▸ **ИСХОДНЫЙ ТЕКСТ**
•••••
Это не означает, впрочем, что словенцы не ведут исторических споров о прошлом, скажем, об относительно недавнем, связанном со Второй мировой войной и партизанским антифашистским движением. В титовской Югославии и для Словении сформировали свой пантеон героев: расстрелянный оккупантами подпольщик Тоне Томшич; его вдова Вида, народный герой и министр народных правительств; командир Франц «Стане» Розман (в честь столетия со дня его рождения в 2011 году Национальный банк выпустил памятную монету). Приход коммунистов к власти сопровождали репрессии и крутые расправы над политическими и военными противниками, часто по огульным обвинениям в коллаборационизме.
•••••
▸ **СПИСОК МАТЕРИАЛОВ**
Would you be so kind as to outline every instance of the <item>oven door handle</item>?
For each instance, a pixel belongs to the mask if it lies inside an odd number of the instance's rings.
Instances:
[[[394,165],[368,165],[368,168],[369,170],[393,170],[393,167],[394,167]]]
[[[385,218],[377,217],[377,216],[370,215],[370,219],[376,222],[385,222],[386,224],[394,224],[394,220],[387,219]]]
•••••
▸ **УСЛОВИЕ ЗАДАНИЯ**
Воспроизведите фрагмент исходного текста между словами «Это не означает, впрочем, что» и «обвинениям в коллаборационизме.», включая их самих.

▸ **ВАШ ОТВЕТ**
Это не означает, впрочем, что словенцы не ведут исторических споров о прошлом, скажем, об относительно недавнем, связанном со Второй мировой войной и партизанским антифашистским движением. В титовской Югославии и для Словении сформировали свой пантеон героев: расстрелянный оккупантами подпольщик Тоне Томшич; его вдова Вида, народный герой и министр народных правительств; командир Франц «Стане» Розман (в честь столетия со дня его рождения в 2011 году Национальный банк выпустил памятную монету). Приход коммунистов к власти сопровождали репрессии и крутые расправы над политическими и военными противниками, часто по огульным обвинениям в коллаборационизме.